== Exercise ==
The lines to copy are those holding the string "grey" in the entries below.

== Saved entries ==

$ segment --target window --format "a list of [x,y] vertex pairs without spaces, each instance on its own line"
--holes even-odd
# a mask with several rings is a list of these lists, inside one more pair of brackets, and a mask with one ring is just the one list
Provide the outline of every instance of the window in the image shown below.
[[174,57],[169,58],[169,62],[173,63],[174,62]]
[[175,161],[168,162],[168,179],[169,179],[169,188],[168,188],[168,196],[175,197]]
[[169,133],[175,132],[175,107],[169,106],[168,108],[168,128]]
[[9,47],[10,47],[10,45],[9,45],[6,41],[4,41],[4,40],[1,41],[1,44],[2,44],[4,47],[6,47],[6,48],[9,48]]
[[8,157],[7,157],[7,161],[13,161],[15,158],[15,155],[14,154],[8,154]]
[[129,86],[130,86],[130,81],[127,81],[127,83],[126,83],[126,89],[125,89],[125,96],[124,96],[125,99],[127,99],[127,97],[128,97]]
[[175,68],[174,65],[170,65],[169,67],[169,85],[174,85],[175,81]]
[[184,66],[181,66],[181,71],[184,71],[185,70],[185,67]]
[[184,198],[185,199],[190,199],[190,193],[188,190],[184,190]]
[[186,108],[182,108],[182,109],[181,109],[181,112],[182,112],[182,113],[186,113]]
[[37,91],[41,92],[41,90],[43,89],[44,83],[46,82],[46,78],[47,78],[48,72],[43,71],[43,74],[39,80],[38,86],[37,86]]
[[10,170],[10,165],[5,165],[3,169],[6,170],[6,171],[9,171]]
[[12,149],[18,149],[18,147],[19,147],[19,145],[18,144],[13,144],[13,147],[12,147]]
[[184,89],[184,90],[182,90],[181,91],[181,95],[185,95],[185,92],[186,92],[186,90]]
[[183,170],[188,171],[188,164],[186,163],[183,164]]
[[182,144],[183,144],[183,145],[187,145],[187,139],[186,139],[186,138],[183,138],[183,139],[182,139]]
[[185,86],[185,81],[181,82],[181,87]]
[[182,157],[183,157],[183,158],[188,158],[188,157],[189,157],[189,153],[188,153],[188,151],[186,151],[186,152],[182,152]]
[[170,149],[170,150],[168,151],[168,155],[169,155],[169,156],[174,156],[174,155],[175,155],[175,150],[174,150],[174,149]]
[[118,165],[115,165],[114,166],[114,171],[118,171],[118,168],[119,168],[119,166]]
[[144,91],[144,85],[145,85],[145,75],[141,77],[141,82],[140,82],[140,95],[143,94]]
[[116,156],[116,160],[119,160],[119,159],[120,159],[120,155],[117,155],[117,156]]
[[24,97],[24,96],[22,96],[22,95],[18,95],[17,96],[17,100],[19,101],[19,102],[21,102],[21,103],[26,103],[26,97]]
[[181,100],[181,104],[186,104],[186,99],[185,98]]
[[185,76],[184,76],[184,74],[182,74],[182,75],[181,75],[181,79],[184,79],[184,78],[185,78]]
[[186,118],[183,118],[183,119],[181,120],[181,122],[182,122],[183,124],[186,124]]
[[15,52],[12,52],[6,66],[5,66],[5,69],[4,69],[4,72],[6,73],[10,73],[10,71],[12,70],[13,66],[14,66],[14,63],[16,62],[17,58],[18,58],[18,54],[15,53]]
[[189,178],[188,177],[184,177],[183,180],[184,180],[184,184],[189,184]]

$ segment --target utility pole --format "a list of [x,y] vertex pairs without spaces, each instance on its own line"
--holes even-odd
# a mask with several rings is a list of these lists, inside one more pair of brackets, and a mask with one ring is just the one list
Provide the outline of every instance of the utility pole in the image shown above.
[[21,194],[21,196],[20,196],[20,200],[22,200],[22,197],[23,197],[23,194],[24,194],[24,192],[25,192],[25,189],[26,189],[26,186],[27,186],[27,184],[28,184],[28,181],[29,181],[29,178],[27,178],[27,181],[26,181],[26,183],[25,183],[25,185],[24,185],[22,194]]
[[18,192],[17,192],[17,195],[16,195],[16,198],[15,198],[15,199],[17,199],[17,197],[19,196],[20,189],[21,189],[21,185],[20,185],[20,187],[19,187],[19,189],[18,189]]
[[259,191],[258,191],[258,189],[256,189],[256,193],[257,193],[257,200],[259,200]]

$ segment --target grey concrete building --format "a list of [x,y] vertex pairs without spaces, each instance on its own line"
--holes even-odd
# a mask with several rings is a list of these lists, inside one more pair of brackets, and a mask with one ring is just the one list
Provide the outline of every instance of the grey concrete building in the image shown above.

== Answer to this exercise ==
$ segment --target grey concrete building --format "a list of [x,y] vertex pairs without spaces, each instance on its own line"
Provide the outline of every instance of the grey concrete building in the image shown above.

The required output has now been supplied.